Problem statement =
For the word "dark", search the records and show each line in which it occurs.

Extracted data entries:
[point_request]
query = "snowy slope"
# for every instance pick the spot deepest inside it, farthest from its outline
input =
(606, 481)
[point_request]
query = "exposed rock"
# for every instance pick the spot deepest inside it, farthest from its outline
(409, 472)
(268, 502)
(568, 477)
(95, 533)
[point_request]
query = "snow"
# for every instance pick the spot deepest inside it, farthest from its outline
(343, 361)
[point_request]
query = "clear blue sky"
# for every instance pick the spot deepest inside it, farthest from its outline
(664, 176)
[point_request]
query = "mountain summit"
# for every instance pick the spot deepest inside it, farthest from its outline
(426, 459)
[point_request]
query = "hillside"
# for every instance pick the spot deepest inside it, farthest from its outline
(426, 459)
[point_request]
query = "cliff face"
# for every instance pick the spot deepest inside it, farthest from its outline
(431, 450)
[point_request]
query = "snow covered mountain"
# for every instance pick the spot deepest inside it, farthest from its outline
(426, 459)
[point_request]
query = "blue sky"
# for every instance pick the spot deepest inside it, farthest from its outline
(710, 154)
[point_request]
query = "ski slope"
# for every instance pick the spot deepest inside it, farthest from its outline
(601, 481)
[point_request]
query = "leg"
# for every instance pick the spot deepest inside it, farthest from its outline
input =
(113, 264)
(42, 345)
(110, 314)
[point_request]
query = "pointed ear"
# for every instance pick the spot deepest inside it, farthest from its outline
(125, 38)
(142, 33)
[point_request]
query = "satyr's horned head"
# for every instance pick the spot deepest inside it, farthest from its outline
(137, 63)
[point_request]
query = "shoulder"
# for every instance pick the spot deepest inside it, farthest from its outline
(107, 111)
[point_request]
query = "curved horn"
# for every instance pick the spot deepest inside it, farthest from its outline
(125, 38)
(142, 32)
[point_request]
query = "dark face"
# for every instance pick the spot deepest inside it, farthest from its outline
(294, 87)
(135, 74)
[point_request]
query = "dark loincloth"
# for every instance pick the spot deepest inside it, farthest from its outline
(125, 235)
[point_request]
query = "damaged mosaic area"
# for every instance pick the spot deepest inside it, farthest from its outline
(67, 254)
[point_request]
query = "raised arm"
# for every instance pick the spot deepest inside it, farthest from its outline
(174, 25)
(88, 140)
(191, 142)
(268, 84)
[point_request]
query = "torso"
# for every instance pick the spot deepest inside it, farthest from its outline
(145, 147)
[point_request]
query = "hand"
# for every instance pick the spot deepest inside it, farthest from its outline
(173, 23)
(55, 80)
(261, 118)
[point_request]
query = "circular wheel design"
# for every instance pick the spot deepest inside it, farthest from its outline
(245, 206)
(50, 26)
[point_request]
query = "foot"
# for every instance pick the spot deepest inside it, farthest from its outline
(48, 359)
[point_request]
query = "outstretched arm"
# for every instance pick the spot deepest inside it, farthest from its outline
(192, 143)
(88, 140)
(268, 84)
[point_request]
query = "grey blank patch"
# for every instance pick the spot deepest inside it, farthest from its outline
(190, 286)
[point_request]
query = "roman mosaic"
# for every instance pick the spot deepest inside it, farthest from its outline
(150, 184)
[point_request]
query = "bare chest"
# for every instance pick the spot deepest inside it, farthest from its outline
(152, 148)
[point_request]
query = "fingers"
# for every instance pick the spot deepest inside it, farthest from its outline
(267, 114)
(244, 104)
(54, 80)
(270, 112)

Final answer =
query = "dark face"
query = "dark loincloth"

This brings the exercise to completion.